**EXERCISE OBJECTIVE:** Whenever a line of the records below contains the word "watch", copy that line.

**Source data:**

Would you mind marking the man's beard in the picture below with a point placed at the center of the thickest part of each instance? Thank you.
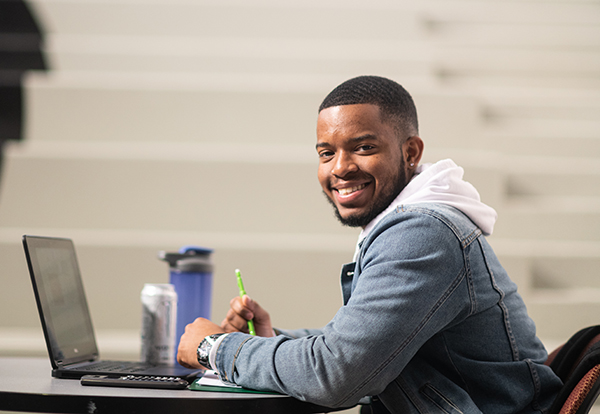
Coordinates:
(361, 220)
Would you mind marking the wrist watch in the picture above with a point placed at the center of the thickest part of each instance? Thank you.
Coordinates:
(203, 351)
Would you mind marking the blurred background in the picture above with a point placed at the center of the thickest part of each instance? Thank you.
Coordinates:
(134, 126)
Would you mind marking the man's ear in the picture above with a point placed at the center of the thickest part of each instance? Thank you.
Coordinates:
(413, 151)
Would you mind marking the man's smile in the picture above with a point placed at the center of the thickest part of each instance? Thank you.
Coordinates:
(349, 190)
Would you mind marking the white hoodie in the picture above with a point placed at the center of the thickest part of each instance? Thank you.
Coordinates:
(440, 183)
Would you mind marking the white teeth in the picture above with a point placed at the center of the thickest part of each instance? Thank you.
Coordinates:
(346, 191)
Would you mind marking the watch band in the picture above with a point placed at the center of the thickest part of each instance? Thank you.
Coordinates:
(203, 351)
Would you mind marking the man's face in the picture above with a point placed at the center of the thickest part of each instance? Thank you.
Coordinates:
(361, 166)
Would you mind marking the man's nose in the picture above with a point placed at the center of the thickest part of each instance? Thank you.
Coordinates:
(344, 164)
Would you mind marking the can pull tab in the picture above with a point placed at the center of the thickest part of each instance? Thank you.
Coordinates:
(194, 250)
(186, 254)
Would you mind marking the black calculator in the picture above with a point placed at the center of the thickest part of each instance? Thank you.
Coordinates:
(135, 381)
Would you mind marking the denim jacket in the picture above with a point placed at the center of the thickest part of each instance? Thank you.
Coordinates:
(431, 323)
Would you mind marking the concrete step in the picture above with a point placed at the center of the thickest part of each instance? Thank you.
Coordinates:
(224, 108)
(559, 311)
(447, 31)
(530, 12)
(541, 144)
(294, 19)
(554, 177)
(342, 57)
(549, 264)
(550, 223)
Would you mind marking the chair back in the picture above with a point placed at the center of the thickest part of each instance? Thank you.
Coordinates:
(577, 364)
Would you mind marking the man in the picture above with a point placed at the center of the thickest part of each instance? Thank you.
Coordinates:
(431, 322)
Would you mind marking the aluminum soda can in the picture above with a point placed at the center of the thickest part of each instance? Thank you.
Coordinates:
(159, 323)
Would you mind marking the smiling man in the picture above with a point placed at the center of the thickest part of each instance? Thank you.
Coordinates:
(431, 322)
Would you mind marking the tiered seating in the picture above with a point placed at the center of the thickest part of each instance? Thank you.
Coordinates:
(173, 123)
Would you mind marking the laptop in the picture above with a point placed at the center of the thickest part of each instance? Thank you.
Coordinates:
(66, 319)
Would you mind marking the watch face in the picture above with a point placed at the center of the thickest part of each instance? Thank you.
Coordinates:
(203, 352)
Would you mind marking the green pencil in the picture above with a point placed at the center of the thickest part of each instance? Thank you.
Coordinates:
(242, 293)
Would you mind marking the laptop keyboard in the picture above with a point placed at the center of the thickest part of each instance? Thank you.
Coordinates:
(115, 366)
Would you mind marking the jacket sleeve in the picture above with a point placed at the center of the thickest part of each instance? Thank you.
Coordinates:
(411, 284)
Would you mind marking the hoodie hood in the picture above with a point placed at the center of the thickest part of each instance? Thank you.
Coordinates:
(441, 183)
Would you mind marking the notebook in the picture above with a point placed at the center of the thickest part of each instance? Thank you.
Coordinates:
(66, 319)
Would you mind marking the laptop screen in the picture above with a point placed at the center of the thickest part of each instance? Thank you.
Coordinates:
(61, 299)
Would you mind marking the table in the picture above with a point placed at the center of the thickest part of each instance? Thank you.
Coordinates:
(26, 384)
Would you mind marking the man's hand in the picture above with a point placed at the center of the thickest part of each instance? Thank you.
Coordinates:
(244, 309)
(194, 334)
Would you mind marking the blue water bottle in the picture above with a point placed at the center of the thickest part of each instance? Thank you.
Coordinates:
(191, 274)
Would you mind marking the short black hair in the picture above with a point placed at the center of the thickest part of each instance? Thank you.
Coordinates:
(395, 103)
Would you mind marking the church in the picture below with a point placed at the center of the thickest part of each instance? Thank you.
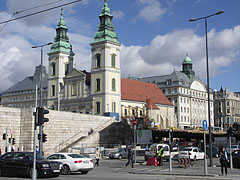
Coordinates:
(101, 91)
---
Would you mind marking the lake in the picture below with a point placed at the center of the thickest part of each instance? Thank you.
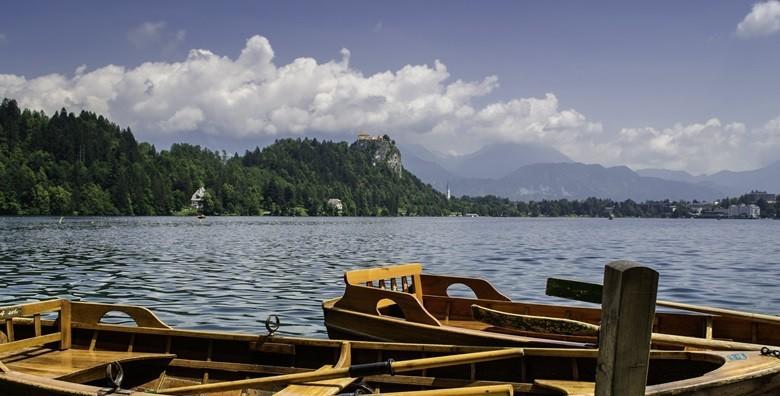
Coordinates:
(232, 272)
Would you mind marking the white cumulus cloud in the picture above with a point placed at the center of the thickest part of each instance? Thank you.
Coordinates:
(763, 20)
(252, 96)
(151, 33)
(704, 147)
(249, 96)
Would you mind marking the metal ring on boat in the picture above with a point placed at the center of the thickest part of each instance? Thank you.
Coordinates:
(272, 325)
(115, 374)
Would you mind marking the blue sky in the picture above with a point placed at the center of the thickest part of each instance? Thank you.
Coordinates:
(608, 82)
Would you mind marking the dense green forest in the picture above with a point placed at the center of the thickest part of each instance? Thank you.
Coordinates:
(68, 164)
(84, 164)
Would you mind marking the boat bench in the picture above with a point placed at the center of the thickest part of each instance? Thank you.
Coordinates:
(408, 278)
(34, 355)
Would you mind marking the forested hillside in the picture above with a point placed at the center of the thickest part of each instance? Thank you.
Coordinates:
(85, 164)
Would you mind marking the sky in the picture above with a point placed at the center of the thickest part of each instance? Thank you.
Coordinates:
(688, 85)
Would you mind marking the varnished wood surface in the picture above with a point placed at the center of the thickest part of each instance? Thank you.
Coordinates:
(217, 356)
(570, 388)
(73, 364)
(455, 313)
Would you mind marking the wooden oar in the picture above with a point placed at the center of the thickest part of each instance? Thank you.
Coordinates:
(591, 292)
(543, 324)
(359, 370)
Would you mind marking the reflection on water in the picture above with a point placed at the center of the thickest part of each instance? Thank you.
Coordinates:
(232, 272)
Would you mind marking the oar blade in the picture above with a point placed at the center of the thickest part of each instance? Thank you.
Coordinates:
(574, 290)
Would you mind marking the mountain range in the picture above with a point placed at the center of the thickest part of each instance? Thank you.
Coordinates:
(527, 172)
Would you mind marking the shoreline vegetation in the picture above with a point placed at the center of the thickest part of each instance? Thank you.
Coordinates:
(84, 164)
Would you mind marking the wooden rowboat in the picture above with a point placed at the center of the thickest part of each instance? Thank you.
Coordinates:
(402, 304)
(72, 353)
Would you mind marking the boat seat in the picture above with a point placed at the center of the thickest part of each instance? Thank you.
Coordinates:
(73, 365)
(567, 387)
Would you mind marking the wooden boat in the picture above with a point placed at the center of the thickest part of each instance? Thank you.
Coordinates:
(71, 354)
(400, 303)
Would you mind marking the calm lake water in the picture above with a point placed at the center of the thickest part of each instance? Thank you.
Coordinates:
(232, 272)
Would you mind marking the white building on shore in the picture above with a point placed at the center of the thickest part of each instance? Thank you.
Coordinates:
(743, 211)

**ANSWER:**
Would you mind marking the wrist watch in the picture above with a point placed at the center of the thickest part of each instance? Thank you.
Would you mind marking the watch band in the picture above with a point placed at the center of the thickest part of each instance? Thank you.
Would you mind marking the watch face in the picture above with a point placed at the center of the thickest part of each instance? Thank you.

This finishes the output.